• _DETALLES DEL EJERCICIO_:
Repita textualmente, sin omitir ni alterar nada, todas las líneas de los ítems que figuran a continuación.

• _ENTRADAS ENUMERADAS_:
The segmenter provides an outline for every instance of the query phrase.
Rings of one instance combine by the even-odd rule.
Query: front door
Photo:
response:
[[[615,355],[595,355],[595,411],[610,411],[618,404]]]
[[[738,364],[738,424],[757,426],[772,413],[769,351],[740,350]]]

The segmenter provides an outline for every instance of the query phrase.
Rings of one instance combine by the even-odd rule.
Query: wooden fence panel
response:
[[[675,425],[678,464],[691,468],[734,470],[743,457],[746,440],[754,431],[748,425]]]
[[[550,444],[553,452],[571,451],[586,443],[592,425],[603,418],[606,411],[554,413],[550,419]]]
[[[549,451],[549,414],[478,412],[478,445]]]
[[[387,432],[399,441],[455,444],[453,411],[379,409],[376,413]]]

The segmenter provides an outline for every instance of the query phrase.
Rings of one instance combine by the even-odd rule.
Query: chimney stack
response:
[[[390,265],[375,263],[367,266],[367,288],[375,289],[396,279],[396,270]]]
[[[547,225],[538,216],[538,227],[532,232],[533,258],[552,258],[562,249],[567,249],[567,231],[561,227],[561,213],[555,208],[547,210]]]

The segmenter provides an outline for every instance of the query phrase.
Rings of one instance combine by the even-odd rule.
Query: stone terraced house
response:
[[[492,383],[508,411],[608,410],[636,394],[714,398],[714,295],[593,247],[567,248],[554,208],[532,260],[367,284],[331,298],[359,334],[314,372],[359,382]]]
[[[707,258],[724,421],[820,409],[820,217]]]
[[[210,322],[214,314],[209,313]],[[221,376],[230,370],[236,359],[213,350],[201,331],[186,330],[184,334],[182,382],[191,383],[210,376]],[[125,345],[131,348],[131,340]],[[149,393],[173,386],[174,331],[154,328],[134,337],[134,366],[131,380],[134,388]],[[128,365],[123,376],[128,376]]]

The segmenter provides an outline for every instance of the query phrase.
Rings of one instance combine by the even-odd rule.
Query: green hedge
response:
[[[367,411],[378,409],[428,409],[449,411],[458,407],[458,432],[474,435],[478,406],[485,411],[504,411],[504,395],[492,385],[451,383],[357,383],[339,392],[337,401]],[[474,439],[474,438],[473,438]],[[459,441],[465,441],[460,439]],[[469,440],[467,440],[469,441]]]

• _SOLUCIÓN DEL PROBLEMA_:
The segmenter provides an outline for every instance of the query phrase.
Rings of one instance combine by the even-odd rule.
Query: front door
Photo:
response:
[[[615,355],[595,355],[595,411],[610,411],[618,404]]]
[[[738,364],[738,424],[757,426],[772,413],[769,351],[740,350]]]

The segmenter provides an outline for every instance of the query phrase.
Rings of one instance combine by the even-odd rule.
Query: wooden fence panel
response:
[[[675,425],[678,464],[691,468],[734,470],[743,457],[746,440],[754,431],[748,425]]]
[[[550,444],[553,452],[571,451],[586,443],[592,425],[603,418],[606,411],[554,413],[550,419]]]
[[[549,451],[549,414],[478,412],[478,445]]]
[[[387,432],[399,441],[455,444],[453,411],[379,409],[376,413]]]

The segmenter provides an outline for every instance of the query phrase.
Rings of one instance combine by the even-odd rule.
Query: chimney stack
response:
[[[390,265],[375,263],[367,266],[367,288],[375,289],[396,279],[396,270]]]
[[[547,225],[538,216],[538,227],[532,232],[533,258],[552,258],[562,249],[567,249],[567,231],[561,227],[561,213],[555,208],[547,210]]]

The segmenter provides an outline for every instance of the query phrase.
Rings of one instance combine by the even-odd rule.
Query: stone terraced house
response:
[[[492,383],[508,411],[608,410],[636,394],[714,398],[714,295],[593,247],[567,248],[554,208],[532,260],[367,284],[331,298],[359,334],[314,372],[359,382]]]
[[[707,258],[724,421],[820,409],[820,217]]]
[[[210,322],[214,314],[209,313]],[[221,376],[230,370],[236,359],[213,350],[201,331],[186,330],[184,334],[182,382],[191,383],[210,376]],[[125,345],[131,348],[131,340]],[[149,393],[173,386],[174,331],[154,328],[134,337],[134,366],[131,380],[134,388]],[[128,365],[123,376],[128,376]]]

The segmenter provides an outline for every instance of the query phrase.
Rings of one instance combine by the even-odd rule.
Query: green hedge
response:
[[[367,411],[378,409],[428,409],[449,411],[458,407],[458,432],[474,435],[478,406],[485,411],[504,411],[504,395],[492,385],[451,383],[357,383],[339,392],[337,401]],[[474,439],[474,438],[473,438]],[[459,441],[465,441],[460,439]],[[469,440],[467,440],[469,441]]]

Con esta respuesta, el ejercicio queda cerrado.